Collected data:
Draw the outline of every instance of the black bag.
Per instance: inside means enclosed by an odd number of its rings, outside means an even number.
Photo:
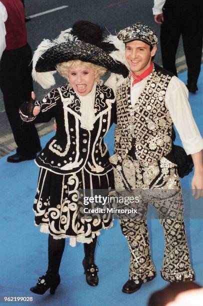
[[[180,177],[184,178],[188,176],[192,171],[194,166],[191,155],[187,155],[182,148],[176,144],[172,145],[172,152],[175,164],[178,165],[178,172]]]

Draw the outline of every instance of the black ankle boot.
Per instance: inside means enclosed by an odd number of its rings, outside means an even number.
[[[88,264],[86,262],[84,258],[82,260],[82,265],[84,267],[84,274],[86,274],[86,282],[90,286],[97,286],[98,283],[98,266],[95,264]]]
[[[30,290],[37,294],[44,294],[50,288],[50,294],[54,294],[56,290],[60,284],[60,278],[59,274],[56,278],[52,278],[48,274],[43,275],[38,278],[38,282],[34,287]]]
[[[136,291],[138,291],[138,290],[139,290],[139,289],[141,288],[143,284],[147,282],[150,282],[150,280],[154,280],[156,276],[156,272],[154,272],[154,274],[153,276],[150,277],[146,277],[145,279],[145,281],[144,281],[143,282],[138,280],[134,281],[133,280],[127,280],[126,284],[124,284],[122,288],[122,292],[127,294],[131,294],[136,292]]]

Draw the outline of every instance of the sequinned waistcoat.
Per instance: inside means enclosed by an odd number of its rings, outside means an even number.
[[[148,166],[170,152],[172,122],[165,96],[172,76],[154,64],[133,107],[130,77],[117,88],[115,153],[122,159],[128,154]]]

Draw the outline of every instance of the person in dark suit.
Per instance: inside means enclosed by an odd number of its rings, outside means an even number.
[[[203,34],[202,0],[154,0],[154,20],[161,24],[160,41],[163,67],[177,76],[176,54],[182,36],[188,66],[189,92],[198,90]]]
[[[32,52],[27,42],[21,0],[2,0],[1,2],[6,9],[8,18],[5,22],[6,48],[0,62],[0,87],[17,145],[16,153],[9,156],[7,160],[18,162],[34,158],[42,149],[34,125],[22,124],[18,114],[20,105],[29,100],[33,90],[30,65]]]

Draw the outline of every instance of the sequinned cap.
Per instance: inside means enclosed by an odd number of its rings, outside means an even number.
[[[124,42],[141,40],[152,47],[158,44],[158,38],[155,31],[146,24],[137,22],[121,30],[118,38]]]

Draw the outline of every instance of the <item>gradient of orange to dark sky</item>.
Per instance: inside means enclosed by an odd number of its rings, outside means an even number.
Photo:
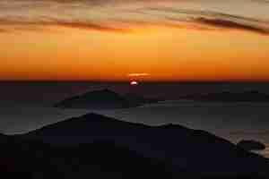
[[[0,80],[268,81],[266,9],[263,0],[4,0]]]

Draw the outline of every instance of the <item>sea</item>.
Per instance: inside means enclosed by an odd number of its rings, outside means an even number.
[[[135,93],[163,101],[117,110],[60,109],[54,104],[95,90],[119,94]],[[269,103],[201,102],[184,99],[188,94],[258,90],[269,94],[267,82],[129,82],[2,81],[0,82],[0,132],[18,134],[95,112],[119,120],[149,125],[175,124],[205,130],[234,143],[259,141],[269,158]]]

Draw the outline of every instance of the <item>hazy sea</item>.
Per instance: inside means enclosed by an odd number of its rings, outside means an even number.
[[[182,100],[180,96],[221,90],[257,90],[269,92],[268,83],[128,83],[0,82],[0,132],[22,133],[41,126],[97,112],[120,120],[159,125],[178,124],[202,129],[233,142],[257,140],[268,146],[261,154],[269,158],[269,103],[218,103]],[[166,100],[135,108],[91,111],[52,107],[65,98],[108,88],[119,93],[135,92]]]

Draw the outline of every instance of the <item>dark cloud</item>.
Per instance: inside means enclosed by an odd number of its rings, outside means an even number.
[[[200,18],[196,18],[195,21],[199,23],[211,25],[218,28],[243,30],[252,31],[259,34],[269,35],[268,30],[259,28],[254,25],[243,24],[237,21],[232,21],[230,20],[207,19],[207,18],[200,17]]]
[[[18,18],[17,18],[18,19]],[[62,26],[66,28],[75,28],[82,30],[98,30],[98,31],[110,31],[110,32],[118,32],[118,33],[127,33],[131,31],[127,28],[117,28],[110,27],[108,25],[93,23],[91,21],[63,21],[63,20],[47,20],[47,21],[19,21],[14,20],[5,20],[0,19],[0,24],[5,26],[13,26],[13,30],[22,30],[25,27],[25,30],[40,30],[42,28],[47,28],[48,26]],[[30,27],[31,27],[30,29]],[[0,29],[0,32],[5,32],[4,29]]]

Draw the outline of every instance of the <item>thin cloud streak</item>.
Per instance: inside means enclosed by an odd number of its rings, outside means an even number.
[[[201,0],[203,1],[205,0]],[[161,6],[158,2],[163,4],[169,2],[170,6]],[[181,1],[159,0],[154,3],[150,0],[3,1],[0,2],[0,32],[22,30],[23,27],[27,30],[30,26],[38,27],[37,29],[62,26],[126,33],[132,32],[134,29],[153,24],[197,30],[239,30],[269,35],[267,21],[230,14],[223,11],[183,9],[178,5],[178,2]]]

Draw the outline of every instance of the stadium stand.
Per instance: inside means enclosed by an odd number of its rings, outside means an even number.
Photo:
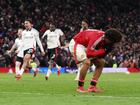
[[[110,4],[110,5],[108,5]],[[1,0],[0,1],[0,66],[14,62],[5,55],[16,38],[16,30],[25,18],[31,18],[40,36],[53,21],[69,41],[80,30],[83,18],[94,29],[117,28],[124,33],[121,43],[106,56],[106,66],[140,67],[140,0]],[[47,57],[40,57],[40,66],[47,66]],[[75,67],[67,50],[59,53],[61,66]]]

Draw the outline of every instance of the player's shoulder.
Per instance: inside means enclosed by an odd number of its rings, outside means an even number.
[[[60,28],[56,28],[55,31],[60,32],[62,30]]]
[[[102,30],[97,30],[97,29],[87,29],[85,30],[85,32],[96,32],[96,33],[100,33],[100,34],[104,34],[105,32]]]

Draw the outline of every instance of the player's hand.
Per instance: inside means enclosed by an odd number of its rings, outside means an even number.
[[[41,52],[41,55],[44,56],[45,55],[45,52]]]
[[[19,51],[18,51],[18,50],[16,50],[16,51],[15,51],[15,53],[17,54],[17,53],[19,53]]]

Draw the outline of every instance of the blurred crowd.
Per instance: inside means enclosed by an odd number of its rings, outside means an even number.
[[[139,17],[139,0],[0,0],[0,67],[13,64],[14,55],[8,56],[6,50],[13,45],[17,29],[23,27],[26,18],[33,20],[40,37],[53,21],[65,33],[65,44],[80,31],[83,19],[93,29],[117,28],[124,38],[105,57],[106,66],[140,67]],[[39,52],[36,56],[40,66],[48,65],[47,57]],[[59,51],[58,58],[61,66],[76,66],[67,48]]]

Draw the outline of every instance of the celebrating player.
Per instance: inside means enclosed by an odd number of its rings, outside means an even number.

---

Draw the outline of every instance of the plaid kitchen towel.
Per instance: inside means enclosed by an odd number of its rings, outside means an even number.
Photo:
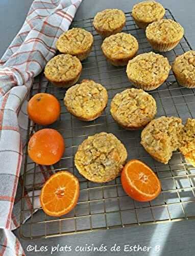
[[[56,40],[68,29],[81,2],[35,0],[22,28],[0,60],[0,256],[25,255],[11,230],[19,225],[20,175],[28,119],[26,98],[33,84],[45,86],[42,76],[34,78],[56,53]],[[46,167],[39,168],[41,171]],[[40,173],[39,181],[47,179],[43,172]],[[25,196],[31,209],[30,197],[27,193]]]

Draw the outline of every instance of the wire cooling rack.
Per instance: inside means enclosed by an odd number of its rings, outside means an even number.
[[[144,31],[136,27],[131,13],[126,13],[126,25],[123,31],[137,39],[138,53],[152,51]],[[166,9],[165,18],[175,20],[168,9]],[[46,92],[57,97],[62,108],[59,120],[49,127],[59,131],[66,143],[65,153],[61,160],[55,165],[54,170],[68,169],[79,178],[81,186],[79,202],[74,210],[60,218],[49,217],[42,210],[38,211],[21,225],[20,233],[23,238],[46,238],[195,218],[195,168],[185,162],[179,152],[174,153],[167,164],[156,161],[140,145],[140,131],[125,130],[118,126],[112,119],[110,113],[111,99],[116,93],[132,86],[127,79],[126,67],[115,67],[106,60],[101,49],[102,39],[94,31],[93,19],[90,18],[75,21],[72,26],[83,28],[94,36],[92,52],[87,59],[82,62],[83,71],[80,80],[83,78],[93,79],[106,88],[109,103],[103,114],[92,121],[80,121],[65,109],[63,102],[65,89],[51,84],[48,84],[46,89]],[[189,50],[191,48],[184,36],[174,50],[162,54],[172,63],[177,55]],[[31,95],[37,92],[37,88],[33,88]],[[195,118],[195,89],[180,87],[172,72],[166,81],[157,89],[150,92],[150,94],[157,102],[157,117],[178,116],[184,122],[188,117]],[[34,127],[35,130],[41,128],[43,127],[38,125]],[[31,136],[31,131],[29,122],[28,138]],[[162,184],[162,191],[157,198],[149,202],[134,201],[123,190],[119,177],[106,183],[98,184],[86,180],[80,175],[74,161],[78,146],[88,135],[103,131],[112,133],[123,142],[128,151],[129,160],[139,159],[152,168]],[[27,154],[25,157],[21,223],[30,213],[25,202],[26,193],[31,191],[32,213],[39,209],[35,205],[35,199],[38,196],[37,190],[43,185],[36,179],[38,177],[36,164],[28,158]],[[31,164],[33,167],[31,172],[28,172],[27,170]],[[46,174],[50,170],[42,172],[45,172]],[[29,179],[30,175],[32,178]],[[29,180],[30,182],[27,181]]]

* * *

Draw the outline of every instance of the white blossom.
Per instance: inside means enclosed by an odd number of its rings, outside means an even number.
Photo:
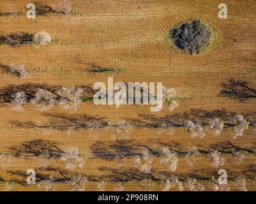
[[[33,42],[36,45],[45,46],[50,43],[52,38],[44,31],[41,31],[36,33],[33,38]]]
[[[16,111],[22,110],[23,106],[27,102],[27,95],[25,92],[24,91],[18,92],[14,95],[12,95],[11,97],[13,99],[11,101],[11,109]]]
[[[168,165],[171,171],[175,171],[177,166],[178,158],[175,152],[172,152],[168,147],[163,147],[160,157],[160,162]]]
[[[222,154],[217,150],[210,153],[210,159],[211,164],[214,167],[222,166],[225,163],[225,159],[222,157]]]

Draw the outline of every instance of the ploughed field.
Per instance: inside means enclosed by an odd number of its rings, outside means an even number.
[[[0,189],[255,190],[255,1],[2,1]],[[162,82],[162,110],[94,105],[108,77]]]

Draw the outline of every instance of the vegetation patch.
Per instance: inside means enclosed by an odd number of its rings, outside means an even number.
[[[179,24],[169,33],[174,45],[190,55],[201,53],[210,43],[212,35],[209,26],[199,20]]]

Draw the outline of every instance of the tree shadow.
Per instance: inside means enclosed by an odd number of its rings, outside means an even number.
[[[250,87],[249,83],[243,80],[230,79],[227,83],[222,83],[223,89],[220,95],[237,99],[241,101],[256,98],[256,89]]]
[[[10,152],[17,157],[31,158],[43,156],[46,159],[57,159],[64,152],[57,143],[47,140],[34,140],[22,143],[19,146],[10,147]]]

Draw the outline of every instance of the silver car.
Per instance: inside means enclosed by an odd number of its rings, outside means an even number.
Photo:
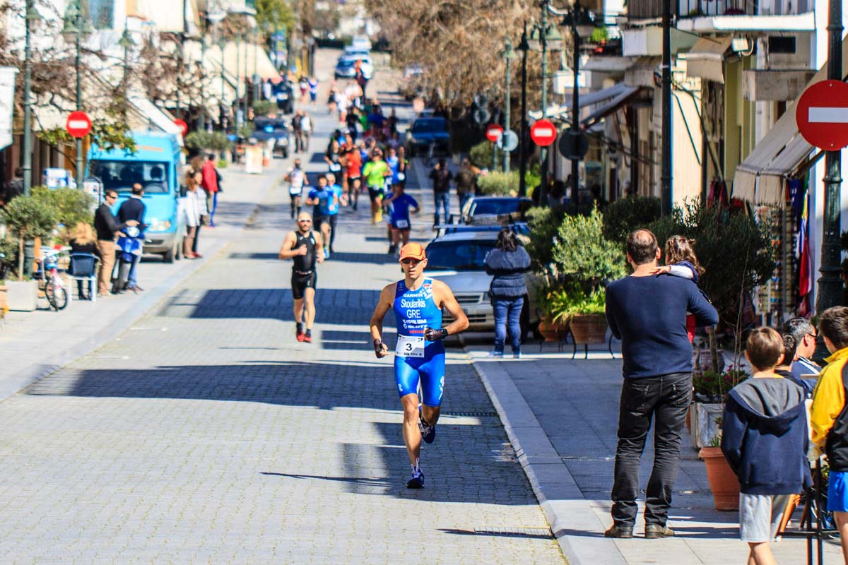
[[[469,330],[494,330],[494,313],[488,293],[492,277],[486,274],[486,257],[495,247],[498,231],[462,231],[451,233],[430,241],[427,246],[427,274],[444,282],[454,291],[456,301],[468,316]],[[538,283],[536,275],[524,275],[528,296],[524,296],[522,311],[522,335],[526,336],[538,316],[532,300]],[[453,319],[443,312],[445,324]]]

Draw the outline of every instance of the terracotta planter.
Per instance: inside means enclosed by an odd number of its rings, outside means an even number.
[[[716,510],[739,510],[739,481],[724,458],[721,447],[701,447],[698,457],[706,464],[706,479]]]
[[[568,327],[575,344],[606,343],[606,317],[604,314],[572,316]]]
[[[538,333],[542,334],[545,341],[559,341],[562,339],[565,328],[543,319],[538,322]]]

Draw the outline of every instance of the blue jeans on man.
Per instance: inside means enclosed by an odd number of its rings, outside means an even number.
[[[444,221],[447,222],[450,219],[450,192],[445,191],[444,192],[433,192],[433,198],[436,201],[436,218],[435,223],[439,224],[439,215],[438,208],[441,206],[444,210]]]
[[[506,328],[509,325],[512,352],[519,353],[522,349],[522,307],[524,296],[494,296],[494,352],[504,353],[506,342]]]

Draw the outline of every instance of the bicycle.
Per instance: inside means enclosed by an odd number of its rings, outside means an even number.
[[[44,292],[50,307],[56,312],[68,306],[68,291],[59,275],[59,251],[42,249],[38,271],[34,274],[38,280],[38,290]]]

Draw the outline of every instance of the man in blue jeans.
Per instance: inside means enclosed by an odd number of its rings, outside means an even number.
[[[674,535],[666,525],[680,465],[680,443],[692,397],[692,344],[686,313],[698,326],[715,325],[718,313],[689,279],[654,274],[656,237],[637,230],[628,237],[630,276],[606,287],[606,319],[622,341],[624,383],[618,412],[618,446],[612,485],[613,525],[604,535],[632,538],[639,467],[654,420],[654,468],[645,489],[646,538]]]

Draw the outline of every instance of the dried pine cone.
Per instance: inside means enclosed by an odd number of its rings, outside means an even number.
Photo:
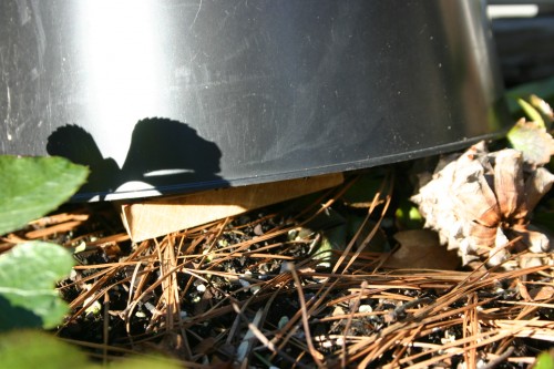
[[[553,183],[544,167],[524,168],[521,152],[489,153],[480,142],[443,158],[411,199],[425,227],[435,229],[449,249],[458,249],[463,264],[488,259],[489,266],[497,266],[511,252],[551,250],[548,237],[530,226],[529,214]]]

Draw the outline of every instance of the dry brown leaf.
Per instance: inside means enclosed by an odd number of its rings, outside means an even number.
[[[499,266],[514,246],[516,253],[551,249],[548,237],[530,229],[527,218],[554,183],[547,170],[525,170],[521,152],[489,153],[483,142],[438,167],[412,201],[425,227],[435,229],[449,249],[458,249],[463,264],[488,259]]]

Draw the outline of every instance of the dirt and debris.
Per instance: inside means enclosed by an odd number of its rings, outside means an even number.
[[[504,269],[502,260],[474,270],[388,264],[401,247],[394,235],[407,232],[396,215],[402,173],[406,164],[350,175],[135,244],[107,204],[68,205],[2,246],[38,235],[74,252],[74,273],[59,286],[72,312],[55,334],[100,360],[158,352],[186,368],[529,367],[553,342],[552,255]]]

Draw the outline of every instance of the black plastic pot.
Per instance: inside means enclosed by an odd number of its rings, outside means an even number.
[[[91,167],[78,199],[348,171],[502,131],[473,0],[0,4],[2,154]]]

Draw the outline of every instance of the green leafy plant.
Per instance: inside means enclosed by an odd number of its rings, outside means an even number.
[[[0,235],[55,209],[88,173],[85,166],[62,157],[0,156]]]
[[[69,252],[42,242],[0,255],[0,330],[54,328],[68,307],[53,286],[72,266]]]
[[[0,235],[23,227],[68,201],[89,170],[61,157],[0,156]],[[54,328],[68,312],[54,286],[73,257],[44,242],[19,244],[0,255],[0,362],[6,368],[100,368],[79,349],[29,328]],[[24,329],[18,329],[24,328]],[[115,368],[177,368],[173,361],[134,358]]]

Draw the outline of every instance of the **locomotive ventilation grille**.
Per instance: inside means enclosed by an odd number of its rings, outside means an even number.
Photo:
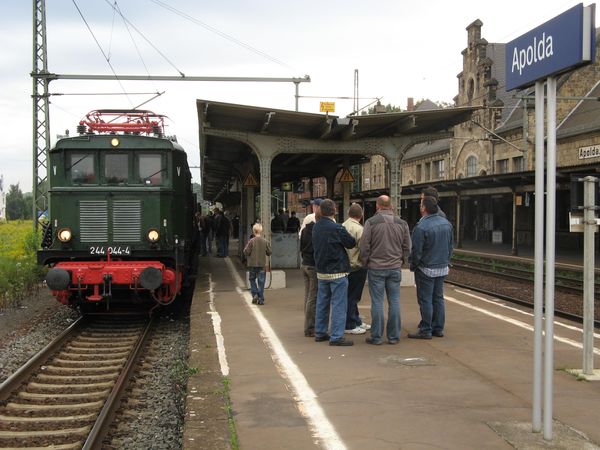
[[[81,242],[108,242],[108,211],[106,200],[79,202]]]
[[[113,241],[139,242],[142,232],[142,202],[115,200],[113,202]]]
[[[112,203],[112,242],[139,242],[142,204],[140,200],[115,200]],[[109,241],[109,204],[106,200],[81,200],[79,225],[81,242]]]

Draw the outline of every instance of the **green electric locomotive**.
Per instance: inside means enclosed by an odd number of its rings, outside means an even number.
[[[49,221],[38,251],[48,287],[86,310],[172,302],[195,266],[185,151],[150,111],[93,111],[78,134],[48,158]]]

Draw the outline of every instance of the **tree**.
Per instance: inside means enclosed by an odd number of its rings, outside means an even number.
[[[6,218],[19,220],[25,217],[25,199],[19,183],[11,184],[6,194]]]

# THE EXERCISE
Quote the records from the line with "Draw the outline of every instance of the green" to the line with "[[[6,218],[19,220],[25,217],[25,199],[19,183],[11,184],[6,194]]]", including both of those lines. Leave the pictures out of your answer.

# WRITTEN SOLUTION
Draw the outline of every instance of the green leafy plant.
Per instance: inside means enclosed by an odd number of its rings, outside means an even number.
[[[0,235],[55,209],[88,173],[85,166],[62,157],[0,156]]]
[[[69,252],[42,242],[0,255],[0,330],[54,328],[68,307],[53,286],[72,266]]]
[[[0,235],[23,227],[68,201],[89,170],[61,157],[0,156]],[[54,328],[68,312],[54,286],[73,257],[44,242],[19,244],[0,255],[0,362],[6,368],[100,368],[79,349],[29,328]],[[24,329],[18,329],[24,328]],[[115,368],[177,368],[173,361],[134,358]]]

Draw the outline of every instance of the **locomotive ventilation grille**.
Per instance: inside means enclosed by an odd number of its rings, outside means an even number.
Photo:
[[[81,242],[108,242],[108,211],[106,200],[79,202]]]
[[[113,241],[139,242],[142,232],[142,202],[115,200],[113,202]]]
[[[112,203],[112,242],[139,242],[142,204],[140,200],[115,200]],[[109,241],[109,204],[106,200],[81,200],[79,225],[81,242]]]

Draw the outline of every instance of the **green electric locomotive**.
Per instance: inside means enclosed by an odd number of its rings, outside means an even number.
[[[49,221],[38,251],[48,287],[86,310],[172,302],[195,266],[185,151],[150,111],[93,111],[78,134],[48,158]]]

Draw the outline of every instance of the **tree**.
Per instance: inside means enclosed by an odd number of its rings, outside means an even number.
[[[6,218],[19,220],[25,217],[25,199],[19,183],[11,184],[6,194]]]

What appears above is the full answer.